== Task data ==

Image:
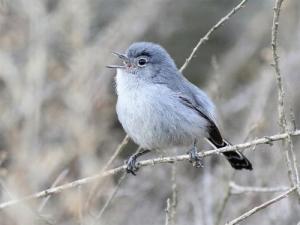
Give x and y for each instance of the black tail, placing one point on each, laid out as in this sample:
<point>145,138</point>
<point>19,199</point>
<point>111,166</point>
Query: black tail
<point>236,159</point>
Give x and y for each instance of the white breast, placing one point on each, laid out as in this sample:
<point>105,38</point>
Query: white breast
<point>152,116</point>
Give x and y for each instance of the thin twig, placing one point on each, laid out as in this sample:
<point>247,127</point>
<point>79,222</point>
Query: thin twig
<point>224,201</point>
<point>207,35</point>
<point>168,213</point>
<point>118,150</point>
<point>113,194</point>
<point>111,197</point>
<point>262,206</point>
<point>237,189</point>
<point>287,143</point>
<point>174,195</point>
<point>149,162</point>
<point>59,178</point>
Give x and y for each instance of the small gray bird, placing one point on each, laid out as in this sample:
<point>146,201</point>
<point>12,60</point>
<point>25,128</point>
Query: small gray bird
<point>160,109</point>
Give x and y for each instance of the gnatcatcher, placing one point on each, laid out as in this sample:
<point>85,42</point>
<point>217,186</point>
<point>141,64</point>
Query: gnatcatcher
<point>160,109</point>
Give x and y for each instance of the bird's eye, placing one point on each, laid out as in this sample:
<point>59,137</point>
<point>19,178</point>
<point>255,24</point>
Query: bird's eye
<point>142,61</point>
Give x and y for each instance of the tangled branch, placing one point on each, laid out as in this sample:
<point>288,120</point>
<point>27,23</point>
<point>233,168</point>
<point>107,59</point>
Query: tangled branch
<point>149,162</point>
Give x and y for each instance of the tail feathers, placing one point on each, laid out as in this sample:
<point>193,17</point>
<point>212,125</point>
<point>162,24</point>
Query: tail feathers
<point>236,159</point>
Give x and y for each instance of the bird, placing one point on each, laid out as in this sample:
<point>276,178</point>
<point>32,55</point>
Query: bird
<point>160,109</point>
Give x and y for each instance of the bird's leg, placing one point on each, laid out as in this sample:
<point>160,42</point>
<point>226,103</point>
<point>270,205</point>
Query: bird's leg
<point>195,159</point>
<point>131,162</point>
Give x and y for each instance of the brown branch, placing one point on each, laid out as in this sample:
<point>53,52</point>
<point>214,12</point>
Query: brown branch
<point>237,189</point>
<point>262,206</point>
<point>287,143</point>
<point>149,162</point>
<point>207,35</point>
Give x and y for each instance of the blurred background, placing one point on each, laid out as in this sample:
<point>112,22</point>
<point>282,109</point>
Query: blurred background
<point>58,120</point>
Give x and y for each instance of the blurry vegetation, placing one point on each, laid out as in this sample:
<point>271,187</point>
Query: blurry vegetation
<point>57,107</point>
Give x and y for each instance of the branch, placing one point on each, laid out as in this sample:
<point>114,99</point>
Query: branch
<point>237,189</point>
<point>207,35</point>
<point>149,162</point>
<point>287,144</point>
<point>262,206</point>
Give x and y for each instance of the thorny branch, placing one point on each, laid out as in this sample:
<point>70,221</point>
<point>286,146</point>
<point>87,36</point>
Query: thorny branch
<point>149,162</point>
<point>262,206</point>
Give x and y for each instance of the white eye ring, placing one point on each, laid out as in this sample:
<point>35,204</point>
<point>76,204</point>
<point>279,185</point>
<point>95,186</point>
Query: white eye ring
<point>142,61</point>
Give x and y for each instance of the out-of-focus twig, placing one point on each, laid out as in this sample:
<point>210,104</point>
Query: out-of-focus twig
<point>119,149</point>
<point>287,143</point>
<point>168,213</point>
<point>115,191</point>
<point>149,162</point>
<point>262,206</point>
<point>59,178</point>
<point>237,189</point>
<point>174,195</point>
<point>111,197</point>
<point>207,35</point>
<point>224,201</point>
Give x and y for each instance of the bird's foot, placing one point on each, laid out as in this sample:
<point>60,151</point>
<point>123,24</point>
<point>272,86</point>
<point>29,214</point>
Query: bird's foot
<point>195,159</point>
<point>131,166</point>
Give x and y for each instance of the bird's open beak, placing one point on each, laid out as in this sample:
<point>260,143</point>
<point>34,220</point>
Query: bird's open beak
<point>124,59</point>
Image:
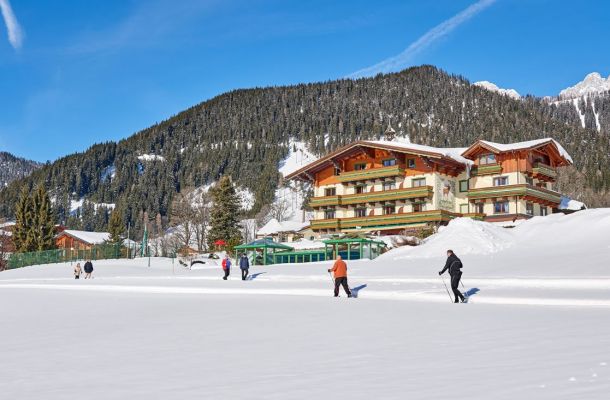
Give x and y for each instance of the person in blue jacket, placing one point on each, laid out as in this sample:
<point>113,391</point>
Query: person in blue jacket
<point>244,265</point>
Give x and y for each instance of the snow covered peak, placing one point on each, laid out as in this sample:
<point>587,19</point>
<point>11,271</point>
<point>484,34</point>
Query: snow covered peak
<point>593,83</point>
<point>494,88</point>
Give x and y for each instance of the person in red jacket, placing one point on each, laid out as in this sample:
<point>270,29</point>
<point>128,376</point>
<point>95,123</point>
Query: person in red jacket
<point>226,266</point>
<point>339,270</point>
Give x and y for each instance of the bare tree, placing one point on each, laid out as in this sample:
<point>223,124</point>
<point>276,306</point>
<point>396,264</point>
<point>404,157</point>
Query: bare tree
<point>201,217</point>
<point>280,210</point>
<point>190,218</point>
<point>182,216</point>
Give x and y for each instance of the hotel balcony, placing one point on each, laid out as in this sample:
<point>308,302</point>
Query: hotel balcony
<point>486,170</point>
<point>384,221</point>
<point>370,174</point>
<point>372,197</point>
<point>522,190</point>
<point>544,172</point>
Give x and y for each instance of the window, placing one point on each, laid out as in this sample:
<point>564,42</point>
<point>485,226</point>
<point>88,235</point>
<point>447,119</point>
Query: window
<point>389,185</point>
<point>418,182</point>
<point>330,192</point>
<point>329,214</point>
<point>389,209</point>
<point>501,207</point>
<point>501,181</point>
<point>487,159</point>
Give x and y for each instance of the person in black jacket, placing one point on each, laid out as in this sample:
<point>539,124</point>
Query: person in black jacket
<point>88,269</point>
<point>244,265</point>
<point>454,266</point>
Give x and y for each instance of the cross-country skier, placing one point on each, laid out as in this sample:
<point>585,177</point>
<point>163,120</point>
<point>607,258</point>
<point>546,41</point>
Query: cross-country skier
<point>226,266</point>
<point>88,269</point>
<point>339,270</point>
<point>77,271</point>
<point>244,265</point>
<point>454,266</point>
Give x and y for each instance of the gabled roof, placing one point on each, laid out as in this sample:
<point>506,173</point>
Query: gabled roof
<point>274,226</point>
<point>86,237</point>
<point>450,155</point>
<point>528,145</point>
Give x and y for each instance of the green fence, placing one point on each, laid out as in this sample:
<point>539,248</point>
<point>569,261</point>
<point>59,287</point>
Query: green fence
<point>100,252</point>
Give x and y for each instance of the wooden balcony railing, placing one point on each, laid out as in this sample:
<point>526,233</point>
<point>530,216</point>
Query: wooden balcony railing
<point>372,197</point>
<point>515,190</point>
<point>373,173</point>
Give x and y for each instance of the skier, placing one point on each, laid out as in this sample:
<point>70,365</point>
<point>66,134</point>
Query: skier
<point>340,271</point>
<point>244,265</point>
<point>88,269</point>
<point>77,271</point>
<point>226,266</point>
<point>454,265</point>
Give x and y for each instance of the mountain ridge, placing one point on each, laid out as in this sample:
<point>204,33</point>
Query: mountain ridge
<point>246,133</point>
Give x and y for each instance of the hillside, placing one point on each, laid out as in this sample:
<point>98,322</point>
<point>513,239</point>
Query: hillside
<point>246,134</point>
<point>12,168</point>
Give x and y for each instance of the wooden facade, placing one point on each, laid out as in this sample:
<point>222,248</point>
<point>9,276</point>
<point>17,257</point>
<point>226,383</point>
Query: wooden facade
<point>391,187</point>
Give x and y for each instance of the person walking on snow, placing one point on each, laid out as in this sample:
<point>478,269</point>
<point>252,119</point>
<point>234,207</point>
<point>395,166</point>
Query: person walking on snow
<point>454,265</point>
<point>77,271</point>
<point>244,265</point>
<point>226,266</point>
<point>88,269</point>
<point>339,270</point>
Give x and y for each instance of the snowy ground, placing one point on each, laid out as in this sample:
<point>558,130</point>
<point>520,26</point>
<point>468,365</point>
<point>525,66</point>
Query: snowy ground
<point>536,326</point>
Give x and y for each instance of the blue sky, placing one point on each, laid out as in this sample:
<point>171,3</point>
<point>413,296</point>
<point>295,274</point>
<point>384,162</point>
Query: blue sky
<point>80,72</point>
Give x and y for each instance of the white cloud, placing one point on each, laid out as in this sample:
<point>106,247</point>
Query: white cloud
<point>15,34</point>
<point>401,60</point>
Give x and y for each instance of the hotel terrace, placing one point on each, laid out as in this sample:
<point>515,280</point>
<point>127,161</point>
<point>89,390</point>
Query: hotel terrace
<point>392,186</point>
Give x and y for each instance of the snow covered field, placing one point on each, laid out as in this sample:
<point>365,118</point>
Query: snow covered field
<point>536,327</point>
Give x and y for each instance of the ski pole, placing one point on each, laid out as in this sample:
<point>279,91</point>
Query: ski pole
<point>446,289</point>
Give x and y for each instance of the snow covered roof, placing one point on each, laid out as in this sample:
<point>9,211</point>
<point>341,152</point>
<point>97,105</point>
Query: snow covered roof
<point>454,153</point>
<point>306,244</point>
<point>87,237</point>
<point>530,144</point>
<point>570,204</point>
<point>274,226</point>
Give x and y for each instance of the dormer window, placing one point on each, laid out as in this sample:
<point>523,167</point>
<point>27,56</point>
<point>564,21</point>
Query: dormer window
<point>487,159</point>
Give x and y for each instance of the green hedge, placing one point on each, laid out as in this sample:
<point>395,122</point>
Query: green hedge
<point>100,252</point>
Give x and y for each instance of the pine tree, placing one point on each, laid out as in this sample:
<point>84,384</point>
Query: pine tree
<point>23,222</point>
<point>116,227</point>
<point>224,216</point>
<point>43,221</point>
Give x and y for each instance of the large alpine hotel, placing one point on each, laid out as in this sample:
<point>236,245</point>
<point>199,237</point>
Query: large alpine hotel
<point>392,186</point>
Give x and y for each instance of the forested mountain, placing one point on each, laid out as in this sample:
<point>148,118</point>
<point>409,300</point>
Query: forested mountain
<point>12,168</point>
<point>246,133</point>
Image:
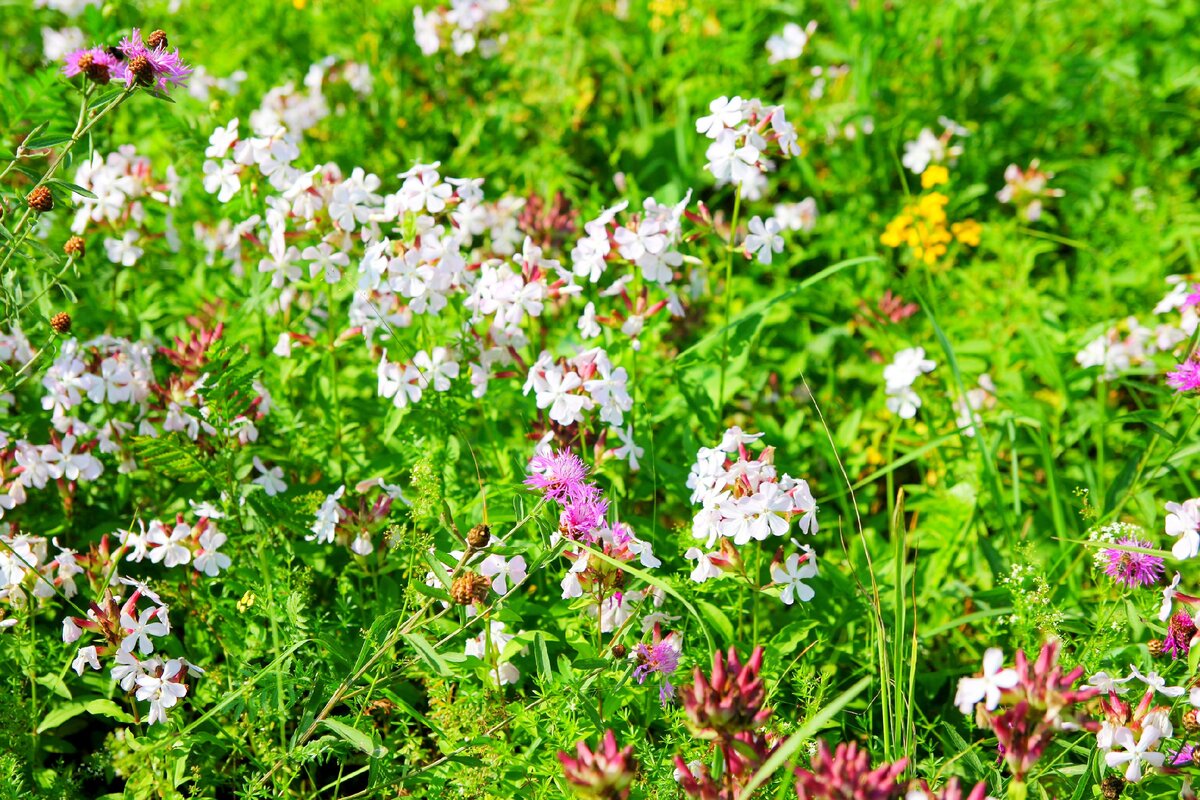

===

> [Problem requirements]:
Reproduce everything from the line containing "covered field, placing" down to the end of the items, both ends included and requests kept, but shift every answer coordinate by adding 136 to both x and y. Leave the sample points in the requests unchanged, and leave the pictures out.

> [Answer for this exercise]:
Give x and y for each instance of the snow covered field, placing one point on each, laid out as in this sample:
<point>365,118</point>
Query: snow covered field
<point>672,463</point>
Give x and y for each instance of the ski pole, placing one point on each, laid out as in this sample:
<point>279,91</point>
Query: ski pole
<point>582,425</point>
Give x and y for each instance of the snow covered roof, placing one point on each, laid out as in this sample:
<point>9,211</point>
<point>341,152</point>
<point>97,105</point>
Query: snow covered roof
<point>590,289</point>
<point>442,380</point>
<point>223,373</point>
<point>666,280</point>
<point>706,340</point>
<point>410,362</point>
Give x and y for each instance of the dormer window, placing one point on each, laid out as in this sample:
<point>523,167</point>
<point>27,56</point>
<point>564,21</point>
Query: dormer window
<point>623,295</point>
Give x and y for each instance of the green hedge, placing one point on each, laid out as in this sample:
<point>395,122</point>
Query: green hedge
<point>236,388</point>
Give x and y for each instance of the pine tree, placing one point on each, laid out as in this sample:
<point>84,384</point>
Query: pine tree
<point>159,358</point>
<point>252,363</point>
<point>360,352</point>
<point>179,357</point>
Give x and y for each instance of the large alpine hotel, placing one point on each, laid out as in this sample:
<point>236,245</point>
<point>199,237</point>
Query: large alpine hotel
<point>528,322</point>
Give x and y for each instance of the forested mountain, placing one point on each, laid out as in this sample:
<point>148,118</point>
<point>409,300</point>
Query: forested mountain
<point>148,304</point>
<point>382,269</point>
Image:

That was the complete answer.